### Source passage
In my teaching Paffooney which I call “Reluctant Rabbit Teaches a Few Good Notes”, you see me as a teacher with my pack of very diverse and desk-hopping students doing what I do best.  I teach reading by making them read, reading with them and to them, helping them to ask questions about what they read and never answering those questions for them (after all, they learn better if they do the work rather than having me do the work for them).  I teach them to write by reading what they write and responding to it, and by writing myself and sharing that with them too.  Reluctant Rabbit teaches in these two ways by using his giant magic pencil of cartoons and music to create the Great Symphony of Learning.  It turns out that teaching like this is often considered a subversive act.

But teaching is all about failure.  In Texas Education, the powers that be have constructed a system of education designed specifically to make teachers fail.  It really began with Mark White as Governor and H. Ross Perot as the mad troll of education.  Back then they decided to get rid of incompetent and idiot teachers by giving State-wide teacher idiot tests.  They gave us basic reading and writing tests to determine if we were worthy to keep our jobs.  I remember trying to comfort a very wonderful Hispanic Science teacher who was worried that her language skills would take away the job she loved.  But what they didn’t realize about teaching is that if a teacher is not basically competent, then the students will eat them.  Teaching in the classroom will remove the incompetent teacher (though not necessarily the ineffective one).

### Data section

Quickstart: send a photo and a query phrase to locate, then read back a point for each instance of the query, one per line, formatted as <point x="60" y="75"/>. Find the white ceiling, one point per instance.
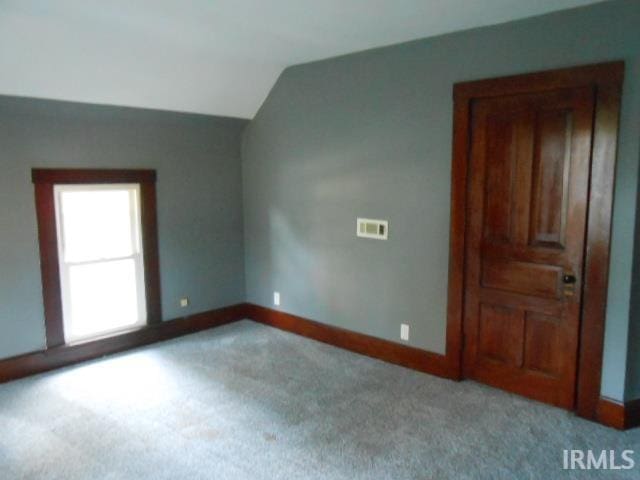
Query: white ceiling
<point x="209" y="56"/>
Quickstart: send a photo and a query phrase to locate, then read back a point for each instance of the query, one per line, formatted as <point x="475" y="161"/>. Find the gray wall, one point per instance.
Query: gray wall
<point x="369" y="134"/>
<point x="197" y="159"/>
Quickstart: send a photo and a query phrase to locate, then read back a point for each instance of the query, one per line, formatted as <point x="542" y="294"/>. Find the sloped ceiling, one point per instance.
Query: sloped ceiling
<point x="209" y="56"/>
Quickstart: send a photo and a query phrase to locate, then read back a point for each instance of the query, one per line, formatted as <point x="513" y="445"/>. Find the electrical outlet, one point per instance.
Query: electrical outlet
<point x="404" y="332"/>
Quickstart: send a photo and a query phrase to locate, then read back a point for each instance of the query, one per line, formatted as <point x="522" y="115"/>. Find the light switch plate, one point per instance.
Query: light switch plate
<point x="404" y="332"/>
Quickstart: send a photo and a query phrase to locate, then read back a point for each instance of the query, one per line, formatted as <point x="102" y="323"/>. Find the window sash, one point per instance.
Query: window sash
<point x="137" y="256"/>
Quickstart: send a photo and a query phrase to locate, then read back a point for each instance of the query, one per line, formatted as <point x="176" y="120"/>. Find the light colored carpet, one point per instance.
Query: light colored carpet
<point x="247" y="401"/>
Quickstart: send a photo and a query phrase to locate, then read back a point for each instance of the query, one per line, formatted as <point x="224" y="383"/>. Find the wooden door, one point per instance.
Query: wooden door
<point x="526" y="212"/>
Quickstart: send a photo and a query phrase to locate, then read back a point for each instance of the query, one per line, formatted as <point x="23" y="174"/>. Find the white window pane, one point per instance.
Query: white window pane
<point x="97" y="225"/>
<point x="103" y="297"/>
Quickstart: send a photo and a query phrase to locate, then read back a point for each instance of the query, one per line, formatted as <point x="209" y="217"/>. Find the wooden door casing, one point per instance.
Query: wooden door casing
<point x="606" y="80"/>
<point x="529" y="172"/>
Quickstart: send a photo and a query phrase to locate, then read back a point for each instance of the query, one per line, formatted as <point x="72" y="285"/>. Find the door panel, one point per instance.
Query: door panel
<point x="527" y="199"/>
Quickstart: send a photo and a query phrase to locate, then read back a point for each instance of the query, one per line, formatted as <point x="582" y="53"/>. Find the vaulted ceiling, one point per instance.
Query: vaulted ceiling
<point x="209" y="56"/>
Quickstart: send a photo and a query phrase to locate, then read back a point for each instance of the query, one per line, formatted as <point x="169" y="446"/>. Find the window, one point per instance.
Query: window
<point x="100" y="256"/>
<point x="98" y="248"/>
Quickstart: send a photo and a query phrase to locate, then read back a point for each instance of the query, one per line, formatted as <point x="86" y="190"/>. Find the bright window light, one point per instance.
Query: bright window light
<point x="101" y="261"/>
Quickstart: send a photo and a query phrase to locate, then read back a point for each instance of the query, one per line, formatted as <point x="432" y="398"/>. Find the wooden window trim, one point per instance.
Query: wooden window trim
<point x="606" y="79"/>
<point x="44" y="181"/>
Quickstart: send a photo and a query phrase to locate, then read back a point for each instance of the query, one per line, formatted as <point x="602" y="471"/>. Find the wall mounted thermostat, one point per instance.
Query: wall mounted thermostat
<point x="368" y="228"/>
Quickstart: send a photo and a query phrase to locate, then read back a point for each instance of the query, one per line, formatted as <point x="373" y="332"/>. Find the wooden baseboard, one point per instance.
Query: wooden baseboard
<point x="42" y="361"/>
<point x="611" y="413"/>
<point x="391" y="352"/>
<point x="617" y="414"/>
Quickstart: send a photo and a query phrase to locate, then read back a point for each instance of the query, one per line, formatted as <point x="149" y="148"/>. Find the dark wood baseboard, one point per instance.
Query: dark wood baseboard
<point x="42" y="361"/>
<point x="619" y="415"/>
<point x="391" y="352"/>
<point x="611" y="413"/>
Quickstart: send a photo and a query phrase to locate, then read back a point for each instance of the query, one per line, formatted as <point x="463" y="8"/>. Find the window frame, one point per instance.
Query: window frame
<point x="136" y="256"/>
<point x="44" y="181"/>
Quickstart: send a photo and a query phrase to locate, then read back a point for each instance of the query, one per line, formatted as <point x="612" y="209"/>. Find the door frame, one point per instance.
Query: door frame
<point x="606" y="80"/>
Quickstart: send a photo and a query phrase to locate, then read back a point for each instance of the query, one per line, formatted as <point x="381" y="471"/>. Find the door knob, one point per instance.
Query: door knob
<point x="569" y="284"/>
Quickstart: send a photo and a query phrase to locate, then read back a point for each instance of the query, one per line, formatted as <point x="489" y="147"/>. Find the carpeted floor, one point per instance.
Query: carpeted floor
<point x="247" y="401"/>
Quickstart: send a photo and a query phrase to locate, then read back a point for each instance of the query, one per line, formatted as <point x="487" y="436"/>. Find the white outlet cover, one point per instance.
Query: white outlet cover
<point x="404" y="332"/>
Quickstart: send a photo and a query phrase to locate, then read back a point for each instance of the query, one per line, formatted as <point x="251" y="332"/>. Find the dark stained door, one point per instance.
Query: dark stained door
<point x="527" y="207"/>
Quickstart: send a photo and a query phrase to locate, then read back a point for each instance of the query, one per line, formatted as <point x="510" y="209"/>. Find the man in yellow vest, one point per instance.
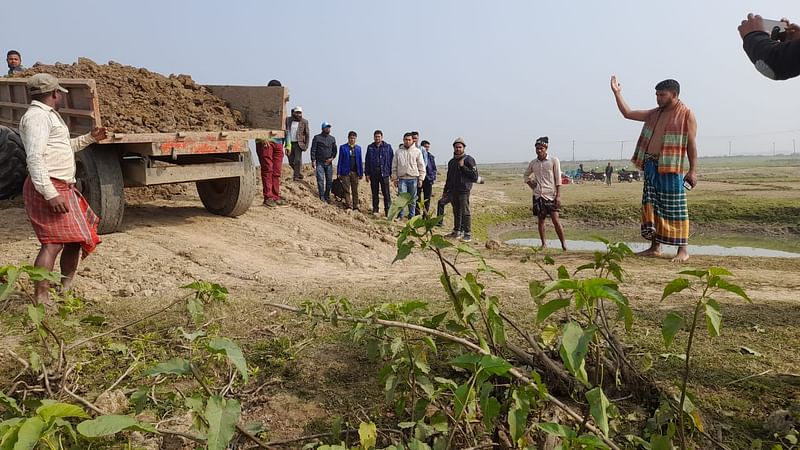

### Written exercise
In the passage on teaching, what did Texas give teachers to decide whether they were worthy to keep their jobs?

### Exercise solution
Basic reading and writing tests, given statewide.